■ **Problems to solve**
- a) Answer these questions from the Askerbii Gerbekov profile below:
(i) What height does the profile give?
(ii) Which country has he represented since 2022?
(iii) What is his weight class?
- b) Please transcribe the Askerbii Gerbekov profile below from "Personal information" to "Bahrain (since 2022)".
- c) Using the Askerbii Gerbekov profile below, decide whether each statement agrees with it. Back each yes or no with the deciding words quoted from the profile.
(i) He was born in Stavropol Krai.
(ii) His sport is wrestling.
(iii) He competed for Russia after 2021.

■ **Selected text**
Askerbii Gerbekov

Personal information
- Native name: Аскербий Иссаевич Гербеков
- Full name: Askerbii Issayevich Gerbekov
- Born: 1 June 1996 (age 30) Roscha, Stavropol Krai, Russia
- Occupation: Judoka
- Height: 176 cm (5 ft 9 in)

Sport
- Country: Russia (until 2021) Bahrain (since 2022)
- Sport: Judo
- Weight class: ‍–‍81 kg

Achievements and titles
- Asian Champ.: (2026)

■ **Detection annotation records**

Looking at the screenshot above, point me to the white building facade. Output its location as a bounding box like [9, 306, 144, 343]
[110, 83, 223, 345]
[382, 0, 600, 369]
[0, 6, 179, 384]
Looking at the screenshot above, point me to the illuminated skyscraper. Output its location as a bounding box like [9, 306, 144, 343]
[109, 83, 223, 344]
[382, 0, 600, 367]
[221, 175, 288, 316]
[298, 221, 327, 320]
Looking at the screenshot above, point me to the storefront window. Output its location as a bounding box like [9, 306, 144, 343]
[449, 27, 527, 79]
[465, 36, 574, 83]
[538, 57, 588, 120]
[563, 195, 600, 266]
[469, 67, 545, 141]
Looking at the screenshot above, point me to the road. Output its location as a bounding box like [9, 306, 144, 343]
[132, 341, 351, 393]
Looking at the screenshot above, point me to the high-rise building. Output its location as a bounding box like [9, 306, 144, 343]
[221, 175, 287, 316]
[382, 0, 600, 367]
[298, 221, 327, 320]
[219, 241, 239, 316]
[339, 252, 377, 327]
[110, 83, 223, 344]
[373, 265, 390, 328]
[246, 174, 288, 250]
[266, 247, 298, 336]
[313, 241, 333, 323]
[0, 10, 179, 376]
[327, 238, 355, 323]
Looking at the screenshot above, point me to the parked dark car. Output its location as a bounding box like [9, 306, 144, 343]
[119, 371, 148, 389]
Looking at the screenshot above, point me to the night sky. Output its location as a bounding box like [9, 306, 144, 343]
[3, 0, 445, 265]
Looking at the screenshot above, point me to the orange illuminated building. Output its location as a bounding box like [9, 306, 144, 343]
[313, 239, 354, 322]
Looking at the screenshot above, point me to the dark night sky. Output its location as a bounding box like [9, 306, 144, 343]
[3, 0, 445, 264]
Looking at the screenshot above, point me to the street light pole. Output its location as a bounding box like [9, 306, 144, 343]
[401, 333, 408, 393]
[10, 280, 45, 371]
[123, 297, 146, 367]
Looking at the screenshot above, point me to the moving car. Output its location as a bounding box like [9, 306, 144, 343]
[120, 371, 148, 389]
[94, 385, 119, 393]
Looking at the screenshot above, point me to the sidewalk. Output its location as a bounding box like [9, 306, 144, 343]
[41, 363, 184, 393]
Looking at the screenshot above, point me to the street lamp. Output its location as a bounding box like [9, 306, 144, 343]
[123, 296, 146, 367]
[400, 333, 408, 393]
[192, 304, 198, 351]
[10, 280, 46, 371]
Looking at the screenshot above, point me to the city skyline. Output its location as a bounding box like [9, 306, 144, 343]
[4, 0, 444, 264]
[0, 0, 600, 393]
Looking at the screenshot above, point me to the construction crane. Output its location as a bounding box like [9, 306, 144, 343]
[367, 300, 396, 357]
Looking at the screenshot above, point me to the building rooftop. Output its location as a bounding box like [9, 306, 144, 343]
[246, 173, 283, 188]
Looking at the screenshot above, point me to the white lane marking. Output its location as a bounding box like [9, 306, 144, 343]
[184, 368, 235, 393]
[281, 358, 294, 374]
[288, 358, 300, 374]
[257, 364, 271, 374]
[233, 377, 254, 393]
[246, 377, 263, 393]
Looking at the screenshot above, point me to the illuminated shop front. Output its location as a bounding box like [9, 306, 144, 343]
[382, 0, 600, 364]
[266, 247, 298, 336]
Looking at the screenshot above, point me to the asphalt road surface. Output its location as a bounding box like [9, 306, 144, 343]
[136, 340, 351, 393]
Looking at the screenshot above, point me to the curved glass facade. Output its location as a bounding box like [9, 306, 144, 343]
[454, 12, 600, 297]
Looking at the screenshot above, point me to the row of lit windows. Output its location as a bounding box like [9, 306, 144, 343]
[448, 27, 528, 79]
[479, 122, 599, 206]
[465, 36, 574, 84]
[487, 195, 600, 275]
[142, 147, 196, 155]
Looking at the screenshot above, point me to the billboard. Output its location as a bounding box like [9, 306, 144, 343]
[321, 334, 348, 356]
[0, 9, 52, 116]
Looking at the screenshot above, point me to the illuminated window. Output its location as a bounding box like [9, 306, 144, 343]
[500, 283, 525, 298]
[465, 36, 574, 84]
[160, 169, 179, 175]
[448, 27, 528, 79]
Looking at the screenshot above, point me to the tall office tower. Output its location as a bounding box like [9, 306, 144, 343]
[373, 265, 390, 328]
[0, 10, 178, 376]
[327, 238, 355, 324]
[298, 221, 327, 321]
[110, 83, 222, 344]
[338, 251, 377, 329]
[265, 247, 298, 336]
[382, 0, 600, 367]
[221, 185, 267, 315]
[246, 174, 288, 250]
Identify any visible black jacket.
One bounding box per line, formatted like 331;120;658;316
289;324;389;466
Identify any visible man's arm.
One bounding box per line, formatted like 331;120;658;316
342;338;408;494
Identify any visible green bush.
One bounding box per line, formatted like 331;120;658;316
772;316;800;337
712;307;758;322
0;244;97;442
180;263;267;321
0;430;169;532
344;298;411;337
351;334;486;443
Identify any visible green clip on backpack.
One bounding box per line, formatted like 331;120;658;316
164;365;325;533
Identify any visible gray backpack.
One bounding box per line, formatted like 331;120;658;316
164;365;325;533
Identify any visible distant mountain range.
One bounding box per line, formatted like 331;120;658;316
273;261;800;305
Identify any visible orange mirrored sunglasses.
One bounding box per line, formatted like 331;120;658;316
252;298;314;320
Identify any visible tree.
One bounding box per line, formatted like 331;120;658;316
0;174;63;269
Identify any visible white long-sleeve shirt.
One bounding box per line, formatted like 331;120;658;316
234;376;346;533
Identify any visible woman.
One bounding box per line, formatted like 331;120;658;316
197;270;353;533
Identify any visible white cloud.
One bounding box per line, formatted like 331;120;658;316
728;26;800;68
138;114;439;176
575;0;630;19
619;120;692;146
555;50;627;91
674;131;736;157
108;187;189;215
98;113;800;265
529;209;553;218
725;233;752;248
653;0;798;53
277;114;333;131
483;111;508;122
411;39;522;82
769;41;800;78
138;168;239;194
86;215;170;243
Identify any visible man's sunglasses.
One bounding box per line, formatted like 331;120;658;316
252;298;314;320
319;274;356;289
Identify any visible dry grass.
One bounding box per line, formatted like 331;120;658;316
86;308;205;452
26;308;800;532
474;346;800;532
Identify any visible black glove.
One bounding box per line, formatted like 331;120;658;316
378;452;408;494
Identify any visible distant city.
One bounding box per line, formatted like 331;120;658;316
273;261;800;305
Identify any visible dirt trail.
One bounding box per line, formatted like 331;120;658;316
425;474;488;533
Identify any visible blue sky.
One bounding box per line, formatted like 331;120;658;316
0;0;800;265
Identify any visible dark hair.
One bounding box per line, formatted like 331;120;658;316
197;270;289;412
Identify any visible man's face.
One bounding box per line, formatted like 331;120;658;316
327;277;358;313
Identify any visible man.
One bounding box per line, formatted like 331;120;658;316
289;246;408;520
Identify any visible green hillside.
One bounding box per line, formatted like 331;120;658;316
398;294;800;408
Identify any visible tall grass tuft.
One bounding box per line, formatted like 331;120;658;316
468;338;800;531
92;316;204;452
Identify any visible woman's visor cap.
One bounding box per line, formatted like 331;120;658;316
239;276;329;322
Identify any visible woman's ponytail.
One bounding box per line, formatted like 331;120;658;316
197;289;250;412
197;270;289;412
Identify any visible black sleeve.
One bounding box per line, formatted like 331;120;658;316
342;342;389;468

==

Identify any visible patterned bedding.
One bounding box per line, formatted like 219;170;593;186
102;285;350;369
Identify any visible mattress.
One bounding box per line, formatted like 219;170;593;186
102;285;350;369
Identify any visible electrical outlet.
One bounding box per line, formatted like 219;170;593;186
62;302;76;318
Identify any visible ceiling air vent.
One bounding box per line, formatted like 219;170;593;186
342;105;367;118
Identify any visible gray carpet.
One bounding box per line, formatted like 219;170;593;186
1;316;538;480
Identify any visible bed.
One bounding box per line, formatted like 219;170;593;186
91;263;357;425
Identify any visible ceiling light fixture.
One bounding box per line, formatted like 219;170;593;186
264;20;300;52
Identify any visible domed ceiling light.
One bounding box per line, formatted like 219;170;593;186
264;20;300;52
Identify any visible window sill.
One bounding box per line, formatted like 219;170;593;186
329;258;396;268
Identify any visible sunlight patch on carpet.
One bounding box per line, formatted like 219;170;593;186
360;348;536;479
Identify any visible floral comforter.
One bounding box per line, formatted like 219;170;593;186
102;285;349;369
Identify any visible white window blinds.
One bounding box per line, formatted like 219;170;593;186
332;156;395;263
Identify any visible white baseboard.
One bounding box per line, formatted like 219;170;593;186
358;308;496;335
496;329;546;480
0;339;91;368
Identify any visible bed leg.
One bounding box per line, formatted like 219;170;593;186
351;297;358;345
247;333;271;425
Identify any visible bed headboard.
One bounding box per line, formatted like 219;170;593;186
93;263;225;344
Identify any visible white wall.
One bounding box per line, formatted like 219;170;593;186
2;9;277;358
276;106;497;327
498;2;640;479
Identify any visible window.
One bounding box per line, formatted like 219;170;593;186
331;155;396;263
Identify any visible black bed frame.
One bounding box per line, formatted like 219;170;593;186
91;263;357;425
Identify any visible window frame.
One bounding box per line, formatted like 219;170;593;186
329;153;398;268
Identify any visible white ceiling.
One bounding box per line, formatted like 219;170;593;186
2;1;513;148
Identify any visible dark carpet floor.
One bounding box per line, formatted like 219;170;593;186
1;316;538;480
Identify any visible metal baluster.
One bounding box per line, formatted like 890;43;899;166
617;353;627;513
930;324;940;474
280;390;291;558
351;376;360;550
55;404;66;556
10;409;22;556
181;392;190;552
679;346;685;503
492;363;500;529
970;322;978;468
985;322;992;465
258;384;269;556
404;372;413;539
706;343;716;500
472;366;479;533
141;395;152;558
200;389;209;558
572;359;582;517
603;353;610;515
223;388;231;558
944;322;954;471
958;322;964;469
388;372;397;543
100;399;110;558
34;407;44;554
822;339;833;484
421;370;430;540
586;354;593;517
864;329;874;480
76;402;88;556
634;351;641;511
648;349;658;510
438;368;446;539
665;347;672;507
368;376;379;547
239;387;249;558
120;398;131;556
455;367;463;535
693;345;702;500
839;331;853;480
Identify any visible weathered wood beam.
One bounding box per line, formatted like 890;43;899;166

---

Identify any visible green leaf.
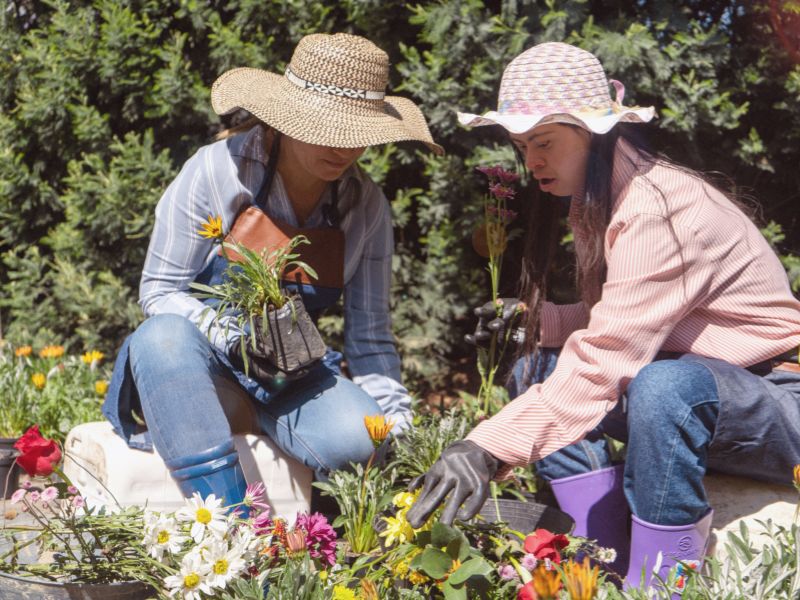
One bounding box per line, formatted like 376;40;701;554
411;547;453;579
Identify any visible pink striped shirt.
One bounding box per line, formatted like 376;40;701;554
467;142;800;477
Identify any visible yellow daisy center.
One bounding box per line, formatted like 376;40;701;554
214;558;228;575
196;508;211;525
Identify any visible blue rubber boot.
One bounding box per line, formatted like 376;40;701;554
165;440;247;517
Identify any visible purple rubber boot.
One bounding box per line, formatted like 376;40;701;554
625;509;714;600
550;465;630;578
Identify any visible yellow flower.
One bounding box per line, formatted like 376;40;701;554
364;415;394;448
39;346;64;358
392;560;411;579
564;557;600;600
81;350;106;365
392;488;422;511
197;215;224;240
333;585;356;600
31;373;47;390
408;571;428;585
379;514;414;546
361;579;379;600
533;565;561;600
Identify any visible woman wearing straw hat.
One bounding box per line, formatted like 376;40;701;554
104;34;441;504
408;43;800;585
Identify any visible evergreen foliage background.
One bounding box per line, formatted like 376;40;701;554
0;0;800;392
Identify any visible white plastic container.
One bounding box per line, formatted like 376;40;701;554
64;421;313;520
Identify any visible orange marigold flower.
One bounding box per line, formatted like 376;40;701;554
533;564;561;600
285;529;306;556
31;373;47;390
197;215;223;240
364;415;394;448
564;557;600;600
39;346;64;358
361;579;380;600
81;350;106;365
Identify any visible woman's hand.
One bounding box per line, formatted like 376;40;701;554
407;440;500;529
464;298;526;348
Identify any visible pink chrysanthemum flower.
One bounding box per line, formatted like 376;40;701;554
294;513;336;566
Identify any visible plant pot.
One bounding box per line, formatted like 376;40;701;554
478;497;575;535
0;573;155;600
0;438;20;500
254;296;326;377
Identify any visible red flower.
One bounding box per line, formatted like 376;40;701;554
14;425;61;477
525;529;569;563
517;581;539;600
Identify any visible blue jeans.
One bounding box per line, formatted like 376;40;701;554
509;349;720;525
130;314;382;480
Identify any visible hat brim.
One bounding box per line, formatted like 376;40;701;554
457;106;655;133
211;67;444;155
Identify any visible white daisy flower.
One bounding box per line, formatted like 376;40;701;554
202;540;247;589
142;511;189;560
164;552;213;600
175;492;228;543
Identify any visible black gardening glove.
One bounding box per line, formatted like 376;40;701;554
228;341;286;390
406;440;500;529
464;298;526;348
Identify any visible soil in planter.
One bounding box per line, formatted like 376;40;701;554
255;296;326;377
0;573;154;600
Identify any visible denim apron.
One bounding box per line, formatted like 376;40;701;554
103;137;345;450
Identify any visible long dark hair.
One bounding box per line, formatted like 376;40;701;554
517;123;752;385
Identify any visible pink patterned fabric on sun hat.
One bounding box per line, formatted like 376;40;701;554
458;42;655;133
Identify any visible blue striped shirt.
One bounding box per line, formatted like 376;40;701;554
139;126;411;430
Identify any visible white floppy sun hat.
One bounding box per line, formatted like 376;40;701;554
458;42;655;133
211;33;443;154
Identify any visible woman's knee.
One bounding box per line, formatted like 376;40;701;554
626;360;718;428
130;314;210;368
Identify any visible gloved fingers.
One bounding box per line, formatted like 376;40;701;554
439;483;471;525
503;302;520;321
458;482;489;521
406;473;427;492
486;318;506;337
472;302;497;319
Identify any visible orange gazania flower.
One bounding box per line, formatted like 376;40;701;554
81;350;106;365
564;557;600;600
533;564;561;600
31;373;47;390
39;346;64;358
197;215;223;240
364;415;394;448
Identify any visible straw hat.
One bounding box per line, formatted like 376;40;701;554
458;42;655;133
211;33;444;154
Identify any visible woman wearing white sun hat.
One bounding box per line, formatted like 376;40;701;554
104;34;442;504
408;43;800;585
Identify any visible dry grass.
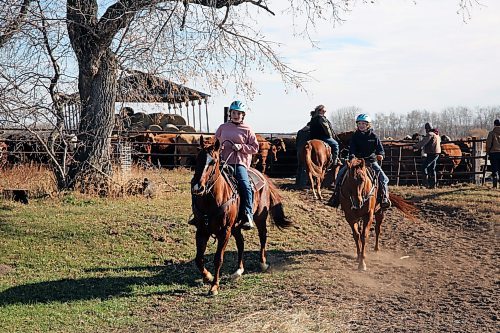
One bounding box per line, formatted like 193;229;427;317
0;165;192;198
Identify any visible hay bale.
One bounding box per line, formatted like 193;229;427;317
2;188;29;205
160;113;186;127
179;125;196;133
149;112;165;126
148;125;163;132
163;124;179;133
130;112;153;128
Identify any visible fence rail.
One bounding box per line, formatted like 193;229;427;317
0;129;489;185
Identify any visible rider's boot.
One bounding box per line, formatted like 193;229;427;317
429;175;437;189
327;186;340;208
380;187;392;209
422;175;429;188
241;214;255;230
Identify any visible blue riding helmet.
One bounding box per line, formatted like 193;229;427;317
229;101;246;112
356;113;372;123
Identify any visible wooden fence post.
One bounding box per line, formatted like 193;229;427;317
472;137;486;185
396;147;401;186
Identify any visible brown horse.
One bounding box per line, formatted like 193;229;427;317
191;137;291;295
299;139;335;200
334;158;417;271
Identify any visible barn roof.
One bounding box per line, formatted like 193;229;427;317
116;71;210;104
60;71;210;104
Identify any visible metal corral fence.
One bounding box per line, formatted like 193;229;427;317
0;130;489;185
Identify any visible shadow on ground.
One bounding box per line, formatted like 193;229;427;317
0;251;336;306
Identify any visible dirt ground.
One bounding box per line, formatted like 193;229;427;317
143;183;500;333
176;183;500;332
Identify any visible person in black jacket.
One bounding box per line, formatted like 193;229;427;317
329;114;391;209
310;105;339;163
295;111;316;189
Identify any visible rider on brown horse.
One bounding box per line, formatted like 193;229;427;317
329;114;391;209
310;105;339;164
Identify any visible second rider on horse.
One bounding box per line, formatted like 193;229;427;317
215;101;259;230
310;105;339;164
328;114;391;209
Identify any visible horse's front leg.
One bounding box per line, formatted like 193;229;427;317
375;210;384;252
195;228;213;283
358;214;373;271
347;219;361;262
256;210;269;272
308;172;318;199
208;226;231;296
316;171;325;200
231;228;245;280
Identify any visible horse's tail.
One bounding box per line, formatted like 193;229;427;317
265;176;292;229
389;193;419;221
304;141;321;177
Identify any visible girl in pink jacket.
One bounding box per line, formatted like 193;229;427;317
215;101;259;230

■ **Task responses**
- a)
(i) 176 cm (5 ft 9 in)
(ii) Bahrain
(iii) –81 kg

- b)
Personal information
- Native name: Аскербий Иссаевич Гербеков
- Full name: Askerbii Issayevich Gerbekov
- Born: 1 June 1996 (age 30) Roscha, Stavropol Krai, Russia
- Occupation: Judoka
- Height: 176 cm (5 ft 9 in)

Sport
- Country: Russia (until 2021) Bahrain (since 2022)

- c)
(i) Yes: "Roscha, Stavropol Krai, Russia"
(ii) No: "Sport: Judo"
(iii) No: "Russia (until 2021)"